* Required work *
- a) In the Iceberg OAuth thread, what was agreed in the earlier discussion about the resource server?
- b) Carry on the Iceberg OAuth thread from its last sentence.

---- Given text

Sounds like we should try to finalize a consensus around
https://github.com/apache/iceberg/pull/9940, so that we make it very clear
what APIs/features are optional.

-Jack

On Tue, May 28, 2024 at 7:25 AM Fokko Driesprong <fo...@apache.org> wrote:

> Hey Robert,
>
> Sorry for the late reply as I was out last week. I'm not an OAuth guru
> either, but some context from my end.
>
> * Credentials (for example username/password) must _never_ be sent to
>> the resource server, only to the authorization server.
>
>
> In an earlier discussion <https://github.com/apache/iceberg/pull/8976>,
> it was agreed that the resource server can also function as the
> authorization server. But the roles can also be separate.
>
> 1.2. As long as OAuth2 is the only mechanism supported by the Iceberg
>> client, make the existing client parameter “oauth2-server-uri”
>> mandatory. The Iceberg REST catalog must fail to initialize if the
>> “oauth2-server-uri” parameter is not defined.

--------
---- Given information

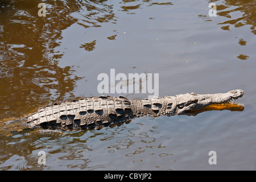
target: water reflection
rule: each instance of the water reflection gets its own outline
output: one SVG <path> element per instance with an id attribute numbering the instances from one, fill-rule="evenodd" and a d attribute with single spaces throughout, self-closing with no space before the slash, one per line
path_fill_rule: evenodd
<path id="1" fill-rule="evenodd" d="M 0 2 L 0 119 L 19 117 L 49 101 L 74 97 L 82 77 L 72 67 L 60 68 L 64 52 L 56 51 L 63 30 L 75 23 L 98 27 L 114 17 L 105 1 L 45 1 L 46 16 L 38 15 L 41 1 Z M 81 45 L 94 49 L 96 41 Z"/>
<path id="2" fill-rule="evenodd" d="M 217 1 L 209 1 L 209 2 L 216 2 Z M 234 27 L 241 27 L 245 24 L 250 25 L 251 32 L 256 35 L 256 1 L 254 0 L 238 0 L 230 1 L 225 0 L 223 1 L 224 5 L 217 4 L 217 14 L 219 16 L 223 16 L 230 20 L 219 23 L 218 24 L 228 24 L 225 26 L 222 29 L 229 30 L 230 25 L 233 25 Z M 238 17 L 236 14 L 233 15 L 233 13 L 241 12 L 242 13 L 242 16 Z"/>

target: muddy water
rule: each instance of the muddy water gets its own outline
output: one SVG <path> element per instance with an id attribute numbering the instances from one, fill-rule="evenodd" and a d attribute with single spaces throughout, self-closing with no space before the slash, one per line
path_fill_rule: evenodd
<path id="1" fill-rule="evenodd" d="M 1 169 L 255 169 L 255 1 L 47 0 L 39 16 L 41 2 L 0 2 L 0 119 L 102 94 L 101 73 L 109 77 L 104 94 L 118 96 L 110 93 L 112 68 L 159 74 L 159 97 L 242 89 L 245 110 L 141 118 L 86 132 L 14 132 L 0 136 Z M 122 94 L 146 98 L 149 90 Z"/>

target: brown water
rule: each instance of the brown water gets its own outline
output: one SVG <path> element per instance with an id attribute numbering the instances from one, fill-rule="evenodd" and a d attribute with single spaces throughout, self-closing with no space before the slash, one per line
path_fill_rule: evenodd
<path id="1" fill-rule="evenodd" d="M 0 2 L 0 119 L 101 95 L 97 76 L 111 68 L 159 73 L 159 97 L 242 89 L 245 110 L 141 118 L 87 132 L 14 133 L 0 136 L 1 169 L 255 169 L 255 1 L 47 0 L 39 16 L 40 2 Z M 46 164 L 38 163 L 40 151 Z M 217 164 L 208 163 L 210 151 Z"/>

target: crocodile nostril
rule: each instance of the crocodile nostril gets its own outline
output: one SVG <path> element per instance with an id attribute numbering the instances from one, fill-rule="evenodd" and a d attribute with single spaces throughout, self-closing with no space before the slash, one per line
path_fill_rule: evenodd
<path id="1" fill-rule="evenodd" d="M 231 92 L 232 93 L 237 93 L 237 90 L 232 90 L 232 91 L 230 91 L 230 92 Z"/>

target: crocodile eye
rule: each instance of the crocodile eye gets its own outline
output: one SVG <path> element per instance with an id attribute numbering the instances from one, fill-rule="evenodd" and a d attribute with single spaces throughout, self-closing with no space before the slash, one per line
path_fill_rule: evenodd
<path id="1" fill-rule="evenodd" d="M 184 107 L 184 106 L 185 106 L 184 104 L 181 104 L 177 106 L 179 109 L 183 109 Z"/>

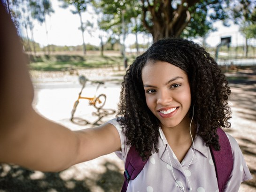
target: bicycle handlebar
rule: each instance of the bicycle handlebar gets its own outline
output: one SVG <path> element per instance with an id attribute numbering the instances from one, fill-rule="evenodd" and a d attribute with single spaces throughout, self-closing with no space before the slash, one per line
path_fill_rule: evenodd
<path id="1" fill-rule="evenodd" d="M 103 81 L 91 81 L 92 83 L 93 84 L 104 84 L 105 83 Z"/>

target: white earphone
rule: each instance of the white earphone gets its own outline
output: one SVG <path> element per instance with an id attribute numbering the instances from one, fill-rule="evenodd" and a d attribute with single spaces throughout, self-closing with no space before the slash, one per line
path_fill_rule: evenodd
<path id="1" fill-rule="evenodd" d="M 191 184 L 190 184 L 190 182 L 189 181 L 189 179 L 188 179 L 188 177 L 186 176 L 186 172 L 187 172 L 187 170 L 188 169 L 188 168 L 189 168 L 189 166 L 191 165 L 191 163 L 192 162 L 192 161 L 193 161 L 193 159 L 194 159 L 194 144 L 193 137 L 192 134 L 191 133 L 191 124 L 192 123 L 192 121 L 193 120 L 193 118 L 194 118 L 194 104 L 193 105 L 193 112 L 192 112 L 192 118 L 191 118 L 191 121 L 190 121 L 190 124 L 189 125 L 189 132 L 190 133 L 190 136 L 191 137 L 191 139 L 192 139 L 192 146 L 193 146 L 193 147 L 192 148 L 192 151 L 193 152 L 193 155 L 191 161 L 190 161 L 190 162 L 189 162 L 189 164 L 187 166 L 187 167 L 186 168 L 186 170 L 185 171 L 186 177 L 186 179 L 187 179 L 187 181 L 188 181 L 188 183 L 189 184 L 190 187 L 189 188 L 189 191 L 190 192 L 192 191 L 192 187 L 191 187 Z M 168 154 L 168 157 L 169 158 L 170 162 L 170 164 L 171 164 L 171 172 L 172 172 L 172 175 L 173 176 L 173 177 L 174 178 L 174 179 L 175 179 L 175 181 L 176 182 L 176 184 L 177 184 L 178 185 L 177 187 L 179 187 L 180 190 L 181 190 L 182 191 L 183 191 L 184 192 L 186 192 L 186 180 L 187 180 L 187 179 L 186 179 L 186 188 L 184 187 L 184 186 L 181 186 L 180 185 L 179 183 L 178 182 L 178 181 L 177 181 L 177 180 L 176 179 L 176 177 L 175 177 L 175 176 L 174 175 L 174 172 L 173 172 L 173 169 L 172 168 L 172 164 L 171 163 L 171 158 L 170 157 L 169 152 L 168 152 L 168 149 L 167 148 L 167 147 L 166 146 L 166 145 L 164 145 L 164 143 L 163 142 L 163 134 L 162 133 L 162 132 L 161 132 L 161 131 L 160 130 L 160 128 L 158 129 L 158 131 L 159 131 L 159 135 L 160 135 L 160 138 L 162 140 L 162 142 L 163 142 L 163 145 L 165 146 L 165 148 L 166 149 L 166 151 L 167 151 L 167 153 Z M 186 191 L 185 191 L 185 189 L 186 189 Z"/>

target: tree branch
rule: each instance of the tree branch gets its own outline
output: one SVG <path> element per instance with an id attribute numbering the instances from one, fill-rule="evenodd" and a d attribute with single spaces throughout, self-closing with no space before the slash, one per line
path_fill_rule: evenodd
<path id="1" fill-rule="evenodd" d="M 148 1 L 148 0 L 147 1 Z M 147 11 L 147 8 L 145 7 L 145 1 L 144 0 L 141 0 L 141 2 L 142 3 L 142 14 L 141 14 L 142 16 L 142 21 L 143 23 L 143 25 L 144 27 L 146 27 L 146 28 L 148 31 L 150 33 L 152 33 L 153 32 L 153 29 L 152 27 L 148 25 L 148 23 L 147 22 L 147 20 L 146 20 L 146 13 Z"/>

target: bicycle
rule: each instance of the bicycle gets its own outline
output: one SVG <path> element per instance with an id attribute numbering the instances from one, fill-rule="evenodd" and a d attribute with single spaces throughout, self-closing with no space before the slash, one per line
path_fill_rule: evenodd
<path id="1" fill-rule="evenodd" d="M 99 89 L 99 88 L 101 86 L 101 85 L 103 84 L 104 83 L 102 81 L 91 81 L 91 82 L 92 83 L 96 83 L 98 84 L 95 93 L 93 97 L 82 97 L 81 96 L 82 92 L 83 92 L 83 90 L 85 88 L 85 86 L 86 83 L 87 81 L 88 81 L 88 79 L 86 79 L 85 77 L 84 76 L 80 76 L 79 77 L 79 82 L 80 84 L 82 85 L 82 89 L 81 89 L 81 91 L 78 93 L 78 99 L 76 101 L 75 101 L 75 103 L 74 104 L 74 106 L 73 107 L 73 109 L 71 111 L 71 116 L 70 120 L 74 122 L 74 115 L 75 114 L 75 113 L 76 112 L 76 110 L 77 109 L 77 107 L 78 107 L 78 104 L 79 103 L 79 100 L 80 99 L 84 99 L 84 100 L 89 100 L 89 105 L 92 105 L 95 108 L 96 108 L 97 109 L 98 112 L 99 112 L 100 109 L 102 108 L 102 107 L 105 105 L 105 103 L 106 103 L 106 99 L 107 98 L 107 96 L 105 94 L 100 94 L 98 96 L 96 96 L 96 93 L 97 92 L 97 91 Z M 77 118 L 77 119 L 78 119 Z"/>

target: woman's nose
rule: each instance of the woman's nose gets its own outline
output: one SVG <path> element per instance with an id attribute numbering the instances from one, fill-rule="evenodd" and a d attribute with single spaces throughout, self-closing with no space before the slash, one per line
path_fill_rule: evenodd
<path id="1" fill-rule="evenodd" d="M 172 96 L 170 92 L 166 91 L 158 91 L 156 103 L 165 105 L 172 100 Z"/>

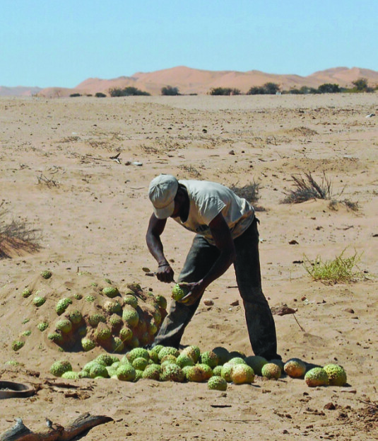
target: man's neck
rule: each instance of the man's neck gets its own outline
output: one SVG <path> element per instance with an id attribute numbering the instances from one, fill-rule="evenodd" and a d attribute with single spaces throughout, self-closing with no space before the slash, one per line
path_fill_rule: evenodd
<path id="1" fill-rule="evenodd" d="M 179 216 L 182 222 L 186 222 L 188 220 L 190 201 L 188 195 L 188 190 L 185 188 L 185 187 L 182 187 L 181 189 L 184 197 L 184 202 L 182 204 Z"/>

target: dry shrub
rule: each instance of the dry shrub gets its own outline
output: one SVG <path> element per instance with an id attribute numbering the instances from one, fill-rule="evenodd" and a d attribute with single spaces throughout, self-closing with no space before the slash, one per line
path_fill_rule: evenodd
<path id="1" fill-rule="evenodd" d="M 305 177 L 294 175 L 291 177 L 295 188 L 286 193 L 283 204 L 299 204 L 310 199 L 331 199 L 331 184 L 324 172 L 320 184 L 315 181 L 311 173 L 305 173 Z"/>
<path id="2" fill-rule="evenodd" d="M 25 220 L 6 222 L 4 218 L 7 212 L 6 210 L 0 211 L 0 258 L 37 251 L 40 248 L 40 230 L 31 227 Z"/>

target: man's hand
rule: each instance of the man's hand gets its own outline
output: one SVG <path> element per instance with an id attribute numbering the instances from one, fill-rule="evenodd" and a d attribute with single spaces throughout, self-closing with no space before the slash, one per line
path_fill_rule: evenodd
<path id="1" fill-rule="evenodd" d="M 203 286 L 203 280 L 200 280 L 199 282 L 193 282 L 191 283 L 179 283 L 179 285 L 184 285 L 189 290 L 188 294 L 184 297 L 182 297 L 181 300 L 179 300 L 179 303 L 183 303 L 184 305 L 188 307 L 196 303 L 206 289 L 206 287 Z"/>
<path id="2" fill-rule="evenodd" d="M 160 282 L 165 282 L 165 283 L 170 283 L 173 282 L 175 276 L 175 271 L 172 269 L 170 265 L 165 265 L 164 266 L 160 266 L 156 271 L 156 277 L 158 280 Z"/>

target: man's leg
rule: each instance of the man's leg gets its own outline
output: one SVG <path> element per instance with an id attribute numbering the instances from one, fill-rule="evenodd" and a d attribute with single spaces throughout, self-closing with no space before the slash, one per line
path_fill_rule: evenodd
<path id="1" fill-rule="evenodd" d="M 210 245 L 202 236 L 196 235 L 177 282 L 201 280 L 208 273 L 218 256 L 219 251 L 215 246 Z M 190 306 L 171 300 L 168 315 L 155 338 L 154 345 L 179 347 L 185 328 L 194 315 L 201 297 Z"/>
<path id="2" fill-rule="evenodd" d="M 257 220 L 235 240 L 234 266 L 240 295 L 243 299 L 249 340 L 256 355 L 267 360 L 277 355 L 276 326 L 271 309 L 261 289 Z"/>

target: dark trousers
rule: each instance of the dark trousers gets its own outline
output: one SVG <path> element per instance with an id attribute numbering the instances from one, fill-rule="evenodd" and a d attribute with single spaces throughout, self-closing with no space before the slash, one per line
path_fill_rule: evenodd
<path id="1" fill-rule="evenodd" d="M 257 222 L 255 218 L 250 227 L 235 239 L 234 268 L 254 353 L 272 360 L 280 357 L 277 355 L 274 320 L 261 289 Z M 177 282 L 198 282 L 207 274 L 218 256 L 216 246 L 211 245 L 203 236 L 196 235 Z M 172 300 L 154 345 L 178 348 L 200 302 L 201 297 L 194 304 L 185 306 Z"/>

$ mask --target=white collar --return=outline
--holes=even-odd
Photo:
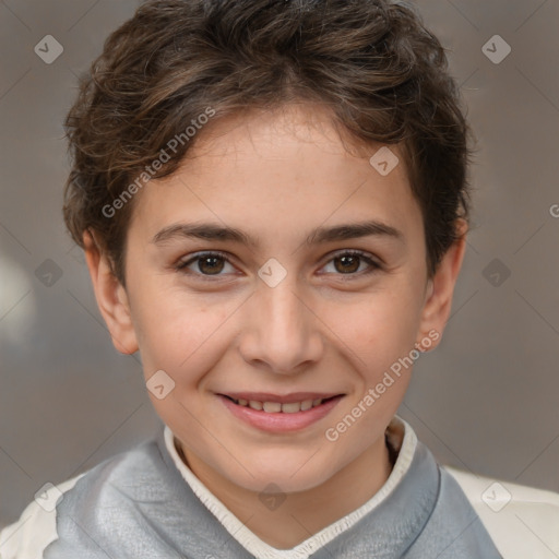
[[[223,524],[231,537],[245,547],[247,551],[260,559],[307,559],[311,554],[316,554],[321,547],[325,546],[342,532],[350,528],[362,516],[378,507],[409,469],[417,447],[417,437],[414,430],[407,421],[399,416],[394,416],[386,431],[389,443],[400,452],[384,485],[358,509],[325,526],[293,549],[276,549],[251,532],[182,462],[175,448],[174,433],[168,426],[165,426],[164,436],[167,451],[182,478],[210,512]]]

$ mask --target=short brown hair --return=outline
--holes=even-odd
[[[401,144],[421,209],[429,275],[468,216],[469,127],[444,49],[408,3],[389,0],[148,0],[105,41],[64,122],[64,221],[94,230],[124,284],[133,200],[112,206],[169,140],[213,120],[296,102],[331,108],[365,144]],[[202,132],[203,133],[203,132]],[[153,176],[173,174],[183,141]]]

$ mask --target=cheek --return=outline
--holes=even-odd
[[[177,384],[189,383],[193,371],[210,370],[223,343],[222,326],[234,312],[231,301],[210,306],[202,297],[159,289],[140,305],[136,317],[139,345],[145,376],[163,369]]]
[[[371,293],[336,307],[324,322],[355,355],[359,369],[378,373],[414,347],[420,312],[411,289]]]

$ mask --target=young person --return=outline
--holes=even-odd
[[[474,476],[395,415],[468,217],[459,91],[411,5],[147,1],[67,128],[66,223],[165,426],[2,558],[501,557]]]

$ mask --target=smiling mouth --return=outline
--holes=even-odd
[[[343,396],[343,394],[336,394],[330,397],[318,397],[318,399],[307,399],[301,400],[299,402],[273,402],[273,401],[260,401],[260,400],[247,400],[247,399],[235,399],[228,396],[227,394],[221,394],[222,396],[230,400],[233,403],[238,406],[249,407],[251,409],[255,409],[258,412],[265,412],[269,414],[296,414],[298,412],[308,412],[314,407],[318,407],[331,400]]]

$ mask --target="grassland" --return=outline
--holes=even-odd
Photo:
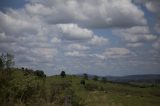
[[[39,78],[21,70],[14,70],[11,76],[10,103],[1,106],[160,106],[159,86],[143,88],[94,80],[80,84],[83,78],[78,76]]]

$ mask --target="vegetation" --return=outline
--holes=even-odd
[[[8,60],[10,62],[6,62]],[[159,85],[132,86],[108,82],[105,78],[98,80],[98,76],[96,80],[85,80],[65,72],[46,77],[40,70],[12,66],[13,58],[1,56],[0,106],[160,105]]]
[[[62,78],[66,77],[65,71],[62,71],[62,72],[61,72],[61,77],[62,77]]]

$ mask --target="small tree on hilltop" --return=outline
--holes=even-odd
[[[101,81],[102,81],[103,83],[106,83],[106,81],[107,81],[106,77],[102,77]]]
[[[94,80],[94,81],[97,81],[97,80],[98,80],[98,76],[95,75],[95,76],[93,77],[93,80]]]
[[[61,75],[62,78],[66,77],[65,71],[61,71],[61,74],[60,74],[60,75]]]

--------

* Final results *
- a) It was agreed that the resource server can also function as the authorization server.

- b)
>
>
> It can also be that there is no authentication in the case of an internal
> REST catalog. For example, the iceberg-rest-image
> <https://github.com/tabular-io/iceberg-rest-image> that we use for
> integration tests in PyIceberg.
>
> We think that Apache Iceberg REST Catalog spec should not mandate that a
>> catalog implementation responds to requests to produce Auth Tokens
>> (since the REST spec v1 defines a /v1/tokens endpoint, current
>> implementations have to take deliberate actions when responding to those
>> requests, whether with successful token responses or with “access
>> denied” or “unsupported” responses).
>
> The `/v1/tokens` endpoint is optional
> <https://github.com/apache/iceberg-python/blob/756ae625a2ea0f9c12df78430512ce991f6a1976/pyiceberg/catalog/rest.py#L488-L489>
> .
>
> * Credentials (for example username/password) must _never_ be sent to
>> the resource server, only to the authorization server.
>
>
> I fully agree!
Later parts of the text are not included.